PAGE EXTRACT ->
--- BEGIN ---

It has been found that a system (1) of the present invention improves the solar energy (both photovoltaic and thermo) utilization rate together with water production efficiency (compared to known systems in the art).
In the context of the present invention, the wording ‘being in communication with’ refers to ‘being connected to’, ‘being coupled to’, ‘being in fluid communication’, or, ‘being in fluid connection’, so as to allow fluids to circulate in (through) the system.
The forward osmosis unit (2) is provided for transporting water from the environment through a semipermeable membrane (3) by osmotic pressure.
A suitable semipermeable membrane (3) for use in the forward osmosis unit (2) of system (1) of the invention will be apparent for those skilled in the art.
The feed side (4) of forward osmosis unit (2) is configured for receiving a feed solution stream (10) comprising water (through the feed side inlet (6)) and having a first osmotic pressure.
The draw side (5) of forward osmosis unit (2) is configured for receiving a draw solution stream (11) comprising a draw solute (through the draw side inlet (8)) and having a second osmotic pressure.
Advantageously, the second osmotic pressure is higher than the first osmotic pressure.
Advantageously, the feed solution stream (10) comprises (contaminated) water from nature.
More advantageously, the feed solution stream (10) comprises (contaminated) water from any surface water or ground water.
Even more advantageously, the feed solution stream (10) comprises (contaminated) water from a sea, lake, river, channel, solar pond, reservoir, underground, or waste water.
The draw solution comprising the draw solute is being circulated in (through) the system (1) of the invention.
Advantageously, the draw solution comprising the draw solute is being circulated through a hydraulic circuit comprising tubes and at least one pump.
More advantageously, the system (1) comprises at least one pump being adapted for pumping the draw solution comprising the draw solute through the system (1) (allowing the draw solution to circulate in (through) the system (1)).
Alternatively, the at least one solar panel (13) itself provides a source of electrical energy for pumping the draw solution comprising the draw solute through the system (1) (allowing the draw solution to circulate in (through) the system (1)).
Advantageously, the draw solute in the draw solution stream (11) comprises a temperature sensitive hydrogel (or temperature sensitive copolymer).
In the context of the present invention, a temperature sensitive hydrogel refers to a thermosensitive hydrogel or a temperature responsive hydrogel. In other words, depending on the temperature of the solution comprising the hydrogel (being mixed with water in the solution), the hydrogel is (partially) hydrophilic (being (partially) dissolved in water) or (partially) hydrophobic (being (partially) un-dissolved in water) (i.e. depending on the temperature of the solution comprising the hydrogel, the hydrogel is hydrophilic or hydrophobic to some extent).

--- END ---

INFORMATION PROVIDED ->
--- BEGIN ---

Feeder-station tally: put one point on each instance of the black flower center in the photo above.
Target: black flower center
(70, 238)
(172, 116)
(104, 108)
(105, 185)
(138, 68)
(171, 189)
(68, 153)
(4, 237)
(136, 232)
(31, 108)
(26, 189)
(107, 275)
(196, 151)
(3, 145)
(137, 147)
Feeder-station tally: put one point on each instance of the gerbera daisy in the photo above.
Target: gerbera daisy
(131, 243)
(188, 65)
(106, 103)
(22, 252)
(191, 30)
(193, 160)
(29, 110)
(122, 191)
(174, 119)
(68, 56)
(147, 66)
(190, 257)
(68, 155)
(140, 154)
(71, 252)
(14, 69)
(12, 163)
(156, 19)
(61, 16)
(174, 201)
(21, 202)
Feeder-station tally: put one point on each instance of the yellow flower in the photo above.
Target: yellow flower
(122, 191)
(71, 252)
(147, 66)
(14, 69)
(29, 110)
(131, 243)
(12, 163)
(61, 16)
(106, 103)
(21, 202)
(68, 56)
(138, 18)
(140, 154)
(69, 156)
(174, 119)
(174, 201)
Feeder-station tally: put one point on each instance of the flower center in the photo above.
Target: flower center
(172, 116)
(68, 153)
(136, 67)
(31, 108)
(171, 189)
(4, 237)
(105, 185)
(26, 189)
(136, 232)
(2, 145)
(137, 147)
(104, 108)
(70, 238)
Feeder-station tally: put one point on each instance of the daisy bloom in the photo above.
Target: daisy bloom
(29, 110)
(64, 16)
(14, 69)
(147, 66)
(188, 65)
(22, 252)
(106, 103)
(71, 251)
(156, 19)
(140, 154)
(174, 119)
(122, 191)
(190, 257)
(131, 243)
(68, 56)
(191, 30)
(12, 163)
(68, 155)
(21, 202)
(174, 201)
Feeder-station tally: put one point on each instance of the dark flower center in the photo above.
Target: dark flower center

--- END ---

WHAT THE TASK ASKS ->
Copy the stretch of the forward osmosis passage from "In the context of the present invention, the" through "by osmotic pressure." word for word. You won't need the entries for this.

OUTPUT FOR THIS EXERCISE ->
In the context of the present invention, the wording ‘being in communication with’ refers to ‘being connected to’, ‘being coupled to’, ‘being in fluid communication’, or, ‘being in fluid connection’, so as to allow fluids to circulate in (through) the system.
The forward osmosis unit (2) is provided for transporting water from the environment through a semipermeable membrane (3) by osmotic pressure.